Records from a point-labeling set
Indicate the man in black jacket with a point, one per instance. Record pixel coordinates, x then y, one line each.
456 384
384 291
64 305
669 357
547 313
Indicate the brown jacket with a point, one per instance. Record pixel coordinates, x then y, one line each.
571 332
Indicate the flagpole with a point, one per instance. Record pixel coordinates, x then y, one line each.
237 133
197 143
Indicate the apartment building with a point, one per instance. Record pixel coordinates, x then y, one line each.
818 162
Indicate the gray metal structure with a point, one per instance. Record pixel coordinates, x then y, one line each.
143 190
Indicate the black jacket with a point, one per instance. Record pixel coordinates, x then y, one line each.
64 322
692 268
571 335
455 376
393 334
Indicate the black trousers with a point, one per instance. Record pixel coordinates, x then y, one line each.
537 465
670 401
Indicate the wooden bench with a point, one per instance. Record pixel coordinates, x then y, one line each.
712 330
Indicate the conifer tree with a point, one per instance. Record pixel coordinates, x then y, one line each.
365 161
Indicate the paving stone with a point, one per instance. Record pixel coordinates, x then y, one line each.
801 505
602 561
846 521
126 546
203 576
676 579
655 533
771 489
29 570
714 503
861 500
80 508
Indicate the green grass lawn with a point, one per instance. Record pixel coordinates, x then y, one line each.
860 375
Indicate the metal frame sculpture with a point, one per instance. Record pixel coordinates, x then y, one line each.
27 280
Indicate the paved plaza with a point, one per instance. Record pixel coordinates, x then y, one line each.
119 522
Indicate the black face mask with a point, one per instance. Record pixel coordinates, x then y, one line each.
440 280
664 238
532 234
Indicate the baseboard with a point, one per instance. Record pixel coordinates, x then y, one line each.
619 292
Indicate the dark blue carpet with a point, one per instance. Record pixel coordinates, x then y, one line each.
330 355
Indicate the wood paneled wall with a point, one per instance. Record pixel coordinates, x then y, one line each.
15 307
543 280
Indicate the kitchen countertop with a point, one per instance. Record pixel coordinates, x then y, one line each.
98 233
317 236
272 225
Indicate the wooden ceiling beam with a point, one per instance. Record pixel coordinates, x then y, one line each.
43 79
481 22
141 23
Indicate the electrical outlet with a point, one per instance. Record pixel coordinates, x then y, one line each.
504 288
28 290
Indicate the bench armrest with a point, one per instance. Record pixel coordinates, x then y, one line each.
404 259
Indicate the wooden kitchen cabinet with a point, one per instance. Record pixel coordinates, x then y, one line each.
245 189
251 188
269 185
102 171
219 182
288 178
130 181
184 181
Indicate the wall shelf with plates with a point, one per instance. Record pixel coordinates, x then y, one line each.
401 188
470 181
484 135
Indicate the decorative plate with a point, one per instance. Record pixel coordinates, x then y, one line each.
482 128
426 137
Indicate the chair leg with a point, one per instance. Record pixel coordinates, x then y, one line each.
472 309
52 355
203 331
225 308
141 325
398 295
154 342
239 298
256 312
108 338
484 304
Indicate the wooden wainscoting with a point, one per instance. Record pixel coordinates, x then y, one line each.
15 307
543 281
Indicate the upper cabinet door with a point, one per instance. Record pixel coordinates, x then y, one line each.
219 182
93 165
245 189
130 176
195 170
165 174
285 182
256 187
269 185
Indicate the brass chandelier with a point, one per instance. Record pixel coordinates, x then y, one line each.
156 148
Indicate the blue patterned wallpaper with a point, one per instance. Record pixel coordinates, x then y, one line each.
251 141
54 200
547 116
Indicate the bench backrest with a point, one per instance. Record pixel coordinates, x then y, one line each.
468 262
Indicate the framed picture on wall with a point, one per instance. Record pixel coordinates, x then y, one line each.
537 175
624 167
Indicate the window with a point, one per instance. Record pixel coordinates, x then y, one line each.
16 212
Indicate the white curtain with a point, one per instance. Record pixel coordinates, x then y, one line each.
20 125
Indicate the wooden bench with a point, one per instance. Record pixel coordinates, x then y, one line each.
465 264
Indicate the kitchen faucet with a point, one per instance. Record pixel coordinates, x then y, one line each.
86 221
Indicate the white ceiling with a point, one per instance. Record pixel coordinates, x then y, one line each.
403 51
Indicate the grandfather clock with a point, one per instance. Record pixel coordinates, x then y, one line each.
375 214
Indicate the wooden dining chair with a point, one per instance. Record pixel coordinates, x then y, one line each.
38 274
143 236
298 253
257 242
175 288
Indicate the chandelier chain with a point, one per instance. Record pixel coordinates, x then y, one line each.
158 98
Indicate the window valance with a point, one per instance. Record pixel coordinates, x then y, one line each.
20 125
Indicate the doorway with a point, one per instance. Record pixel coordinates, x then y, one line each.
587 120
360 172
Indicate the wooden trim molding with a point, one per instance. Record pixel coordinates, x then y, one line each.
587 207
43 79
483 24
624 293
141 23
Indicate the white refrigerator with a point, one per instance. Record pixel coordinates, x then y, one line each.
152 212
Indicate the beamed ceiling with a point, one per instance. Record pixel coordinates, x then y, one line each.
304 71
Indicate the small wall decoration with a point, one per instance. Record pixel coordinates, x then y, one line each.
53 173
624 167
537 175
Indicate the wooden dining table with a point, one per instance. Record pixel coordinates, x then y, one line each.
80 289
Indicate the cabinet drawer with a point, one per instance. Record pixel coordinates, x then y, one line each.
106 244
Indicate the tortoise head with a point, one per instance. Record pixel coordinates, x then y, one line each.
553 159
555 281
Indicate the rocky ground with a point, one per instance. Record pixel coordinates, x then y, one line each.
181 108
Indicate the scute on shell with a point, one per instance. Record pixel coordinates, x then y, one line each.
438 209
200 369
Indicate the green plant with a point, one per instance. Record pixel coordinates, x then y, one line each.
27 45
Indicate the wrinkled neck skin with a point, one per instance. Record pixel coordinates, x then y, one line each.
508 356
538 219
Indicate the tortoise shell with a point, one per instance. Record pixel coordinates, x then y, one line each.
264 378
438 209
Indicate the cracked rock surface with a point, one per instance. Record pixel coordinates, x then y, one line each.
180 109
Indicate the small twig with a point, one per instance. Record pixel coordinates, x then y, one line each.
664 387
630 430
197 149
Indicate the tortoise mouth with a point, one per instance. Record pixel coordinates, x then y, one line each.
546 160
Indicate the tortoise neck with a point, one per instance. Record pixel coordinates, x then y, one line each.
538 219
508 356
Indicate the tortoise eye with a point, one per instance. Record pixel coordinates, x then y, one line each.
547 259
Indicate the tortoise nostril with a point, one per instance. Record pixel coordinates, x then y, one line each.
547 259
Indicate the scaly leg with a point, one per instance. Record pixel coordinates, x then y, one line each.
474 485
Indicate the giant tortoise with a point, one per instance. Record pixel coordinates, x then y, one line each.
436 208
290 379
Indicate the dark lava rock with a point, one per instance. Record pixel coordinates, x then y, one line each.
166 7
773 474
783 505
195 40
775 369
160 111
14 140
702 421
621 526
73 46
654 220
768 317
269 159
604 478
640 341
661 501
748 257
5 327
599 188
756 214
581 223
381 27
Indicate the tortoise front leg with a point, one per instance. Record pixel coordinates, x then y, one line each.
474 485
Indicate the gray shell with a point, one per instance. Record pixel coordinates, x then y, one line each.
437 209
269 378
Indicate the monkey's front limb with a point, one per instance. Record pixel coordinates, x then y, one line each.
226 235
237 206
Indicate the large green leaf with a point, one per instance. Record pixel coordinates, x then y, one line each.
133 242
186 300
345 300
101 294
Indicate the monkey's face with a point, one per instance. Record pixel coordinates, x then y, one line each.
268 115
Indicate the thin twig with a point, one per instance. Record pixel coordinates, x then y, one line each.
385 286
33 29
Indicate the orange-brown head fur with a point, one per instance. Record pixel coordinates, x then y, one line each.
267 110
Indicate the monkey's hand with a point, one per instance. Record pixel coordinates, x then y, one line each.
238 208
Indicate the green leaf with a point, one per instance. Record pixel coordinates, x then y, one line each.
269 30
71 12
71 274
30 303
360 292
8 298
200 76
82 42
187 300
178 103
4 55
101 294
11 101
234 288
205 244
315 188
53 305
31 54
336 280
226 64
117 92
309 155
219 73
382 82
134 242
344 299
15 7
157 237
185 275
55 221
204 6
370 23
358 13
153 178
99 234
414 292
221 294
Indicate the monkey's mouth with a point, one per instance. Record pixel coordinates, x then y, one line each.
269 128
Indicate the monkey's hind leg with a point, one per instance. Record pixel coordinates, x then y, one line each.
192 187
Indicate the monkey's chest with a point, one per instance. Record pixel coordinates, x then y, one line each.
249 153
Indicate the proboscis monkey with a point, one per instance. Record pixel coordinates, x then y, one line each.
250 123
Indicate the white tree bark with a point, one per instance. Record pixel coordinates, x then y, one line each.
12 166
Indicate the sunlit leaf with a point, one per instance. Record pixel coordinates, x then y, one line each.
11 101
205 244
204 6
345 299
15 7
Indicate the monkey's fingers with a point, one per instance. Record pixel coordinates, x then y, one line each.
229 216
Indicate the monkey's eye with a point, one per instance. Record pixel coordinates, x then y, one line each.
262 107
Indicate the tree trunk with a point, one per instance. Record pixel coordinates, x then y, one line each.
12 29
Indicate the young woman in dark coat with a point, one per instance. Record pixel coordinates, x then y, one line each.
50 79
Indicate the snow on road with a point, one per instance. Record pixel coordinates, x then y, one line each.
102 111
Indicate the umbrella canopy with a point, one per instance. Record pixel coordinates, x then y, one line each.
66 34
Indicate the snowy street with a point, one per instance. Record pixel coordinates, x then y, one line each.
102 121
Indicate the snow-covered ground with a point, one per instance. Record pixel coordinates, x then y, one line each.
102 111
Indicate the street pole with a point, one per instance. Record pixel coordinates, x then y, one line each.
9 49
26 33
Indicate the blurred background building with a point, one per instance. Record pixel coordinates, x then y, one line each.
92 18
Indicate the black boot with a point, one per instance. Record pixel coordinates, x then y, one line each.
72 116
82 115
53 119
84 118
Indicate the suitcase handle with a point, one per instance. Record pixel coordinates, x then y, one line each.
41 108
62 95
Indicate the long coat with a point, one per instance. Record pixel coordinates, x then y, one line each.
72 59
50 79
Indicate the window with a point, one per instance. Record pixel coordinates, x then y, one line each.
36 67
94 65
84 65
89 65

*What you will do:* Output the rows from the line containing "Indicate the black boot" through the end of the rows as a two-column CSV with the headers instruction and coordinates, one CSV line per row. Put each row's text and its answer in their own quoted fields, with line breaks replaced by spaces.

*The response:*
instruction,coordinates
"Indicate the black boot with a point, one per instance. Record pixel coordinates, x then y, one line each.","72 116 82 115 53 119 84 118"
"Indicate the suitcase handle with a point, one per instance. Record pixel coordinates, x then y, one line each.","41 108 62 95"
"Indicate the long coat with a point, one per instance. Record pixel coordinates, x then y, one line each.","72 59 50 79"
"Indicate the window with a point, one per instance. Record pixel coordinates, x then y, one line each.","36 67 94 65 84 65 89 65"